═════ DOCUMENT SECTION ═════
They rarely look to for the truth about anything, but Rob Sass may have nailed it with a list of five vehicles it will be extraordinary to see on the streets even five years from now.
Posted: June 10, 2013 - 3:11AM
Author: Don Bain


The cars in question tend to share safety issues along with a tendency to have simply outlived their usefulness in the modern world.

First is the Chevrolet Cavalier (1995 to 2005)
This vehicle is as already as rarely seen as the black-tufted lynx – the third generation of the Chevy compact was as well known for its poor fit and finish as it was for an awful safety rating.

The Cavalier would crumple and fold in a collision like laundry left in the dryer too long. With this design, Chevrolet earned the dubious distinction of causing the most fatalities of any vehicle on the road.

It took the Chevy Volt to make good karma of this travesty.

Second the Dodge/Plymouth Neon (1995 to 1999)
Though we are somewhat amazed when we see one of these relics of the Bob Lutz era at Chrysler on the street, a few of them are still running despite their tendency to blow a gasket at 60,000 miles.
═════
WORK ORDER: Please extract the whole article on cars unlikely to remain on the streets, word for word and unchanged.
═════ EXERCISE DATA ═════
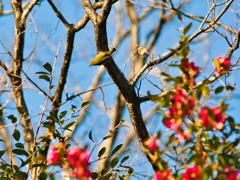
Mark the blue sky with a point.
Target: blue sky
(81, 76)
═════
TASK RESPONSE:
They rarely look to for the truth about anything, but Rob Sass may have nailed it with a list of five vehicles it will be extraordinary to see on the streets even five years from now.
Posted: June 10, 2013 - 3:11AM
Author: Don Bain


The cars in question tend to share safety issues along with a tendency to have simply outlived their usefulness in the modern world.

First is the Chevrolet Cavalier (1995 to 2005)
This vehicle is as already as rarely seen as the black-tufted lynx – the third generation of the Chevy compact was as well known for its poor fit and finish as it was for an awful safety rating.

The Cavalier would crumple and fold in a collision like laundry left in the dryer too long. With this design, Chevrolet earned the dubious distinction of causing the most fatalities of any vehicle on the road.

It took the Chevy Volt to make good karma of this travesty.

Second the Dodge/Plymouth Neon (1995 to 1999)
Though we are somewhat amazed when we see one of these relics of the Bob Lutz era at Chrysler on the street, a few of them are still running despite their tendency to blow a gasket at 60,000 miles.